- What you have to do -
Write each entry down again precisely, skipping nothing.

Referring expression data
□ □ □ □

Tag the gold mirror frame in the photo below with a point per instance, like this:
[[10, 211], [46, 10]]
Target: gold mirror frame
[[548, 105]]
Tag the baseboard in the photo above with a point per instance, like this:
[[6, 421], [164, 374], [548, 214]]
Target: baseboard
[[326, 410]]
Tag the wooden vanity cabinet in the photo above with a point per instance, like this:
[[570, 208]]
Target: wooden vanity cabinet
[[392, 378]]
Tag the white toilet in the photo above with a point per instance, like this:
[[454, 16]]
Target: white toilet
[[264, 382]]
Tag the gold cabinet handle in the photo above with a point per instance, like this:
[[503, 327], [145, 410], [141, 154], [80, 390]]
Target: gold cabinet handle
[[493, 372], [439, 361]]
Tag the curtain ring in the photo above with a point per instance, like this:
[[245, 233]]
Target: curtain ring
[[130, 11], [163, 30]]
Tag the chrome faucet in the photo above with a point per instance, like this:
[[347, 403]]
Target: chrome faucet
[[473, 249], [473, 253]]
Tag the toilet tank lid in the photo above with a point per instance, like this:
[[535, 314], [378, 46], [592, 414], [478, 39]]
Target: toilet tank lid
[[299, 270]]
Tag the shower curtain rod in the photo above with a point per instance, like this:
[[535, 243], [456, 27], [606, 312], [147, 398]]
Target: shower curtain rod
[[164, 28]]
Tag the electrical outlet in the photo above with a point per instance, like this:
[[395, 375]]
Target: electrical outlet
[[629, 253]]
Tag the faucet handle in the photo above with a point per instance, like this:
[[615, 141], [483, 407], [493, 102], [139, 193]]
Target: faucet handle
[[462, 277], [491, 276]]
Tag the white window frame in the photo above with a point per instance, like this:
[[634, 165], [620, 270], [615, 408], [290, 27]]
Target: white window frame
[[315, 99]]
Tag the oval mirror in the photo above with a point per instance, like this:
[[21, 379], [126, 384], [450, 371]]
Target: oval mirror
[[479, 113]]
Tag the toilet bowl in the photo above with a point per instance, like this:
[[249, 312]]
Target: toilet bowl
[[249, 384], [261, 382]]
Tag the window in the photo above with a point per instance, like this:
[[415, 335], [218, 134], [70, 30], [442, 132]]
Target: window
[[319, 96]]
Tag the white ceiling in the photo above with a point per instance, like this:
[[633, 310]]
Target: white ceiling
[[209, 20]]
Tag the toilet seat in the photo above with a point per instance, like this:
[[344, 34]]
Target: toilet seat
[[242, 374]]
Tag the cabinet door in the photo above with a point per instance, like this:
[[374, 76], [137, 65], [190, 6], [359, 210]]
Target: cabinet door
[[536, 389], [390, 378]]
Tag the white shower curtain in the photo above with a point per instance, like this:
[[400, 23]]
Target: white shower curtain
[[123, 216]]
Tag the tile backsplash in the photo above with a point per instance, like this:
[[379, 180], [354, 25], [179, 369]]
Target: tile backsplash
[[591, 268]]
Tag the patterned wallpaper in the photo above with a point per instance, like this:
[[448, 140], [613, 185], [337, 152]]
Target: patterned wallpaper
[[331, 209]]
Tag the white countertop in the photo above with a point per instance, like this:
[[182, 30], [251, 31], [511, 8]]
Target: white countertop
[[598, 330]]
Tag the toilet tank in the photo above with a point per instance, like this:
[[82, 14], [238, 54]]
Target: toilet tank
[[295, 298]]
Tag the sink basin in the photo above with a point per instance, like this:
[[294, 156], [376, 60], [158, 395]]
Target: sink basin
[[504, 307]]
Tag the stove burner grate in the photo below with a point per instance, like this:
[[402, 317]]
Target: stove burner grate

□ □ □ □

- Result of the exercise -
Tag the gold mirror frame in the photo below with a point per instance, like this:
[[10, 211], [46, 10]]
Target: gold mirror frame
[[548, 105]]
Tag the baseboard in the photo above with a point per instance, like this:
[[6, 421], [164, 374], [548, 214]]
Target: baseboard
[[326, 410]]
Tag the wooden vanity cabinet in the photo above with a point per instance, like this:
[[570, 208]]
Target: wooden vanity cabinet
[[392, 378]]
Tag the white toilet in the photo above with a point per instance, like this:
[[454, 16]]
Target: white toilet
[[264, 382]]
Tag the gold cabinet handle in the photo above with a point per instance, like this:
[[503, 327], [145, 410], [141, 154], [80, 390]]
Target: gold cabinet handle
[[493, 372], [439, 361]]
Tag the curtain ring in the photo above with a point per instance, like this:
[[245, 233]]
Target: curtain ring
[[130, 11], [163, 30]]
Tag the chrome faucet in the photo above with a point per instance, like this:
[[347, 403]]
Target: chrome faucet
[[473, 249], [473, 253]]
Tag the toilet tank lid in the photo above with a point per instance, like this:
[[535, 314], [378, 46], [592, 414], [478, 39]]
Target: toilet tank lid
[[299, 270]]
Tag the shower curtain rod in the photo above with a point per instance, like this:
[[535, 243], [456, 27], [606, 312], [147, 398]]
Target: shower curtain rod
[[164, 28]]
Tag the electrical outlet in the photo above with a point per instance, like this:
[[395, 375]]
Target: electrical outlet
[[629, 253]]
Tag the faucet handle in the photo above with a point per instance, like this:
[[615, 141], [483, 407], [493, 102], [139, 193]]
Target: faucet handle
[[462, 277], [491, 276]]
Tag the white window frame in the photo above with a point per instance, like this:
[[634, 165], [620, 270], [615, 408], [290, 27]]
Target: white window frame
[[315, 99]]
Tag the oval mirror in the photo above with a point per instance, like this:
[[21, 379], [126, 384], [450, 371]]
Target: oval mirror
[[479, 113]]
Tag the toilet bowl in the photo above with a point per instance, like this:
[[249, 312]]
Target: toilet bowl
[[249, 384], [261, 382]]
Tag the window in the photo above with a point per instance, like this:
[[415, 335], [218, 134], [70, 30], [442, 132]]
Target: window
[[319, 96]]
Tag the white ceiling in the photo above with a point per instance, like this:
[[633, 310]]
Target: white ceiling
[[209, 20]]
Tag the toilet seat in the photo above with a point per instance, like this:
[[344, 34]]
Target: toilet seat
[[242, 374]]
Tag the cabinet door in the photo above with a point per instance, like this:
[[374, 76], [137, 65], [190, 6], [359, 210]]
Target: cabinet door
[[536, 389], [390, 378]]
Tag the white shower curtain in the photo above with a point per instance, like this:
[[400, 23]]
Target: white shower curtain
[[123, 216]]
Tag the tile backsplash in the photo above with a point per instance, like this:
[[379, 180], [354, 25], [179, 369]]
Target: tile backsplash
[[591, 268]]
Tag the patterned wallpaper in the photo above with a point per instance, like this:
[[448, 140], [613, 185], [337, 152]]
Target: patterned wallpaper
[[331, 209]]
Tag the white countertop in the photo above with a point per instance, like this:
[[182, 30], [251, 31], [511, 8]]
Target: white countertop
[[598, 330]]
Tag the toilet tank in the photo above with a point per instance, like this:
[[82, 14], [238, 54]]
Target: toilet tank
[[295, 298]]
Tag the sink basin in the photo above with a point per instance, like this:
[[294, 156], [376, 60], [158, 395]]
Target: sink basin
[[504, 307]]
Tag the stove burner grate in the photo below with a point per instance, like this:
[[402, 317]]
Target: stove burner grate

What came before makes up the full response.